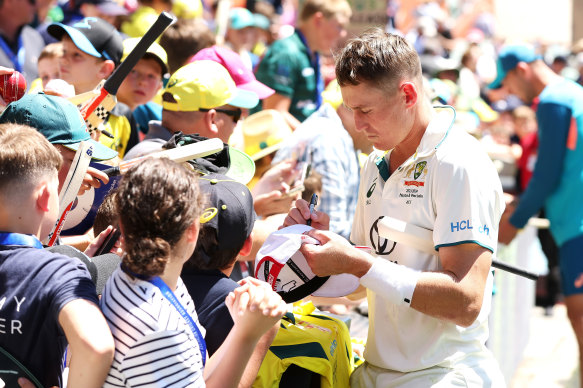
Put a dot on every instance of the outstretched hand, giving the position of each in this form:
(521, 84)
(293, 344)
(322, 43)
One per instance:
(254, 307)
(300, 214)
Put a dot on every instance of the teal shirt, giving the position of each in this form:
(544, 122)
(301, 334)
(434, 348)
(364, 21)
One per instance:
(287, 69)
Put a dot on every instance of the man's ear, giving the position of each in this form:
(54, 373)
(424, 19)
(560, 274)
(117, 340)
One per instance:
(247, 246)
(43, 197)
(210, 119)
(192, 232)
(107, 67)
(409, 91)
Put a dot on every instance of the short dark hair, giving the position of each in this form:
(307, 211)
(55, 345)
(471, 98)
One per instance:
(106, 214)
(378, 58)
(25, 156)
(157, 200)
(183, 39)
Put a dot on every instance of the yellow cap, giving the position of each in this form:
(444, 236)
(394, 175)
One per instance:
(204, 84)
(155, 51)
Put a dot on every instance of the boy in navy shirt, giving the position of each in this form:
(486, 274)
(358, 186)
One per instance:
(46, 300)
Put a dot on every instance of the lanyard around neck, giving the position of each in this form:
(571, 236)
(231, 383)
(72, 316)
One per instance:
(168, 294)
(315, 61)
(18, 239)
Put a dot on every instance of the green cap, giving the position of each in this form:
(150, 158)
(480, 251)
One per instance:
(57, 119)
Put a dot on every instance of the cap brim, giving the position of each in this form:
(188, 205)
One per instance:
(262, 90)
(244, 99)
(242, 167)
(112, 9)
(57, 30)
(100, 152)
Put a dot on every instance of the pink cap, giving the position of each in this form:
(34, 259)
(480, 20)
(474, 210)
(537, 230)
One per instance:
(243, 77)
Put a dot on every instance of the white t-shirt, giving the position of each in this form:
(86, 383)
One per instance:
(154, 346)
(449, 186)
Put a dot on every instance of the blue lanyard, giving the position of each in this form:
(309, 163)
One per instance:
(315, 61)
(17, 239)
(16, 59)
(168, 294)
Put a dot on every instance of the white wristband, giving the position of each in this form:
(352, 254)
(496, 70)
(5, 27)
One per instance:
(391, 281)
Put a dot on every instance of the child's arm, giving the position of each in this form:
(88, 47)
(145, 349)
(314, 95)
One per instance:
(90, 343)
(255, 308)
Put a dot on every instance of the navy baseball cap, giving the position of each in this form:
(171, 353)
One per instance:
(230, 214)
(93, 36)
(57, 119)
(507, 60)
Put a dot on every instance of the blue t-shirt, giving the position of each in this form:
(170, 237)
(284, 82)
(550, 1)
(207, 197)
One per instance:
(208, 290)
(557, 178)
(35, 285)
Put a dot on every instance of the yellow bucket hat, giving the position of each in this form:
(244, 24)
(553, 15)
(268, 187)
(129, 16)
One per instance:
(204, 84)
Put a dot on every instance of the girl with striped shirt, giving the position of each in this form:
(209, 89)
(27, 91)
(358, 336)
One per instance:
(158, 339)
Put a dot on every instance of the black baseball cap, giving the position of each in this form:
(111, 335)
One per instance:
(93, 36)
(229, 212)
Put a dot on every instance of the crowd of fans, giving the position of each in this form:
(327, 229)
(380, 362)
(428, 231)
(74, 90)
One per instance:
(257, 74)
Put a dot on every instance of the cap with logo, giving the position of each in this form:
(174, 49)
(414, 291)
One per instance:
(230, 162)
(57, 119)
(280, 263)
(508, 58)
(93, 36)
(230, 213)
(243, 77)
(155, 51)
(204, 84)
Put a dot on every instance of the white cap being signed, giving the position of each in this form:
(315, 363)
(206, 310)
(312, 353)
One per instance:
(280, 263)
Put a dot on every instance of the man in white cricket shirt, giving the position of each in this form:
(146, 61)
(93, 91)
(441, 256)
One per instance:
(427, 314)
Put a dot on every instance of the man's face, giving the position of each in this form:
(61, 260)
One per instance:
(382, 118)
(52, 215)
(142, 84)
(78, 68)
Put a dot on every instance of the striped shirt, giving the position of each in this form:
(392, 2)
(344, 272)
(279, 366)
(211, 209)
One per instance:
(154, 346)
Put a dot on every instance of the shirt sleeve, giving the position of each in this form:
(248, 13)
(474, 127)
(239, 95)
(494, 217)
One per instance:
(554, 121)
(75, 283)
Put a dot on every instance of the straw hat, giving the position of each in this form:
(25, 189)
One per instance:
(264, 133)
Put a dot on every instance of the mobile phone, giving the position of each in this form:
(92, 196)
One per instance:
(109, 242)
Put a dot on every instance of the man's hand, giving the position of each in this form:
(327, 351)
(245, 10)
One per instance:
(300, 214)
(254, 307)
(93, 178)
(335, 255)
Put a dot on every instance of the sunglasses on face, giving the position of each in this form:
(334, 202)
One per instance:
(235, 114)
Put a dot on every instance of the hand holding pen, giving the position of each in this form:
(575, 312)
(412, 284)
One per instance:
(313, 203)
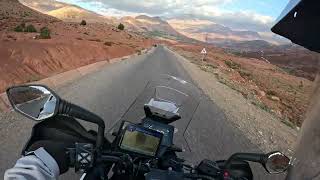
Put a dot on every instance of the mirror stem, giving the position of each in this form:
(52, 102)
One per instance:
(69, 109)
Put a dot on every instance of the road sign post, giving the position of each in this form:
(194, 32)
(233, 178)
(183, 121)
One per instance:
(204, 54)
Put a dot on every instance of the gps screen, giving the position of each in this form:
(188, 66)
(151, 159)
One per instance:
(140, 140)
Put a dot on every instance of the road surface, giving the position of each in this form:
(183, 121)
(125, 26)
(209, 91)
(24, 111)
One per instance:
(109, 93)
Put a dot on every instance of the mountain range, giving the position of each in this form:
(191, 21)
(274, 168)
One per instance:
(66, 12)
(181, 29)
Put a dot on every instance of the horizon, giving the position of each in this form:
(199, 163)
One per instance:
(236, 14)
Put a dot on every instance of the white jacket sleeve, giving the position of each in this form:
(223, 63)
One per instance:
(38, 164)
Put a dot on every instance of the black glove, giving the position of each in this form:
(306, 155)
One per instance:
(58, 150)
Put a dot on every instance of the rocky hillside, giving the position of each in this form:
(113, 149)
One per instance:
(29, 55)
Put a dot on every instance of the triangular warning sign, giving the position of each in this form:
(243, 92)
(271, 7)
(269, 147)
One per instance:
(204, 51)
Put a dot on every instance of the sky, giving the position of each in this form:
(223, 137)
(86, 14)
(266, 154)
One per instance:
(255, 15)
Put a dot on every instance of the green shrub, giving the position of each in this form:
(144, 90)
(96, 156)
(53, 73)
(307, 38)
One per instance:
(45, 33)
(271, 93)
(83, 23)
(244, 74)
(232, 64)
(19, 28)
(108, 43)
(30, 28)
(121, 26)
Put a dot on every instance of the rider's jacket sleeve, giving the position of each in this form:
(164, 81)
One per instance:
(38, 164)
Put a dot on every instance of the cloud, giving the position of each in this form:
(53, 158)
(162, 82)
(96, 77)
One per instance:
(212, 10)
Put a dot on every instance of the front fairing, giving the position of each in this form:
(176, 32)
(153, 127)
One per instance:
(167, 104)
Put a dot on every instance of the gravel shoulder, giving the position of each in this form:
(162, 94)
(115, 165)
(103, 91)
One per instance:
(260, 127)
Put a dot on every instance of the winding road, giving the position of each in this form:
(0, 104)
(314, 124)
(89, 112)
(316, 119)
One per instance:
(110, 91)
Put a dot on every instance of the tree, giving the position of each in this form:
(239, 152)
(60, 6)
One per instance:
(45, 33)
(30, 28)
(121, 26)
(19, 28)
(83, 23)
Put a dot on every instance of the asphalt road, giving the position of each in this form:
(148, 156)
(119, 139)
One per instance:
(110, 92)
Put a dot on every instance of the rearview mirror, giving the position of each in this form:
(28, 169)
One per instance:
(34, 101)
(276, 162)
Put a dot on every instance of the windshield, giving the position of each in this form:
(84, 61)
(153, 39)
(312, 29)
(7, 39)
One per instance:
(169, 97)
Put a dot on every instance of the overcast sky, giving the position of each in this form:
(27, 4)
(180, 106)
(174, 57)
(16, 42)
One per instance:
(256, 15)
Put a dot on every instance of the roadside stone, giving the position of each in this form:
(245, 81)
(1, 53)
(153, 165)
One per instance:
(262, 93)
(274, 98)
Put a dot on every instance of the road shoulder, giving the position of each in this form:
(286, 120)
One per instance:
(260, 127)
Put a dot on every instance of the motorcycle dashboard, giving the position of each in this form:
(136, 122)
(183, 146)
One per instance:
(140, 140)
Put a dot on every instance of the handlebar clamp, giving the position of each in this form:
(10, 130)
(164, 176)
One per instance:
(82, 156)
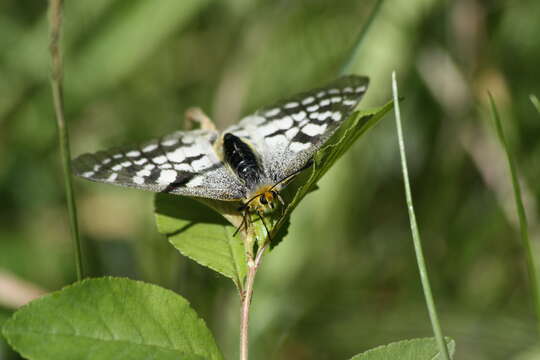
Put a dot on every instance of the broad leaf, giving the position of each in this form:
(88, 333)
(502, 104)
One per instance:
(202, 234)
(415, 349)
(110, 318)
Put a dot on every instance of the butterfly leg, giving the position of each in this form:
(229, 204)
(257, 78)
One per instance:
(196, 115)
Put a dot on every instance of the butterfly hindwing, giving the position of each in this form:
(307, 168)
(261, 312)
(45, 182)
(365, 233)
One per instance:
(183, 163)
(288, 133)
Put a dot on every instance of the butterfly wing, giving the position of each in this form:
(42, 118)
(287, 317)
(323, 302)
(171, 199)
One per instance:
(287, 134)
(182, 163)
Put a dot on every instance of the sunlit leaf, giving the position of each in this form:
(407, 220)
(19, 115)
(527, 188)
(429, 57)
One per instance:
(110, 318)
(202, 234)
(415, 349)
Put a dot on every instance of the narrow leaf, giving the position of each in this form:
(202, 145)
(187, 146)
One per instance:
(354, 127)
(110, 318)
(201, 234)
(415, 349)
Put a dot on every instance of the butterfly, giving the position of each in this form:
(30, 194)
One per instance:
(249, 162)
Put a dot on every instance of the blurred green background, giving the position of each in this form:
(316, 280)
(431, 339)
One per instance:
(345, 279)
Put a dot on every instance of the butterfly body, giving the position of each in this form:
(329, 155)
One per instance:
(249, 162)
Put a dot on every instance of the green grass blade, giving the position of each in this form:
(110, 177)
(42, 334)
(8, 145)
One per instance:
(536, 102)
(56, 83)
(531, 266)
(360, 39)
(415, 233)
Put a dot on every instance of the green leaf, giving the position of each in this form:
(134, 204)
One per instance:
(415, 349)
(4, 315)
(110, 318)
(355, 126)
(202, 234)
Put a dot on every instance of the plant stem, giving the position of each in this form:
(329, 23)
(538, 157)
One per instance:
(360, 38)
(529, 257)
(253, 265)
(415, 233)
(536, 102)
(57, 91)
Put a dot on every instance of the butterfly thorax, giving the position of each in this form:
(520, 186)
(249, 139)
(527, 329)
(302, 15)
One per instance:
(243, 161)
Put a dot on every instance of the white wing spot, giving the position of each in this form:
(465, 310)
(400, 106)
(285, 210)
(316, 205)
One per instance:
(170, 142)
(325, 102)
(241, 133)
(150, 147)
(192, 150)
(314, 130)
(360, 89)
(166, 177)
(268, 129)
(254, 119)
(272, 112)
(323, 116)
(188, 139)
(276, 140)
(336, 116)
(296, 146)
(143, 172)
(183, 167)
(312, 108)
(177, 155)
(160, 159)
(196, 181)
(291, 105)
(308, 100)
(201, 164)
(291, 132)
(299, 116)
(284, 123)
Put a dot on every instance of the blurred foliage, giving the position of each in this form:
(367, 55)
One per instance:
(345, 278)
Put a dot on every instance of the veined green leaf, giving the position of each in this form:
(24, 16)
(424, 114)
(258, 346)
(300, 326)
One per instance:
(203, 235)
(110, 318)
(415, 349)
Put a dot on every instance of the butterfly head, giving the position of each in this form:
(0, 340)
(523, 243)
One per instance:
(263, 201)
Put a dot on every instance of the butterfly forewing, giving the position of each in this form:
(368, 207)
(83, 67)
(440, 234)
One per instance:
┄┄┄┄┄┄┄┄┄┄┄┄┄┄┄┄┄┄┄┄
▸ PROBLEM: List each line of the entries that holds the string "blue".

▸ EXPECTED ANSWER:
Put a dot on every instance of the blue lanyard, giving the position of each in this form:
Put a dot on every instance of the blue t-shirt, giving the position of each in this form:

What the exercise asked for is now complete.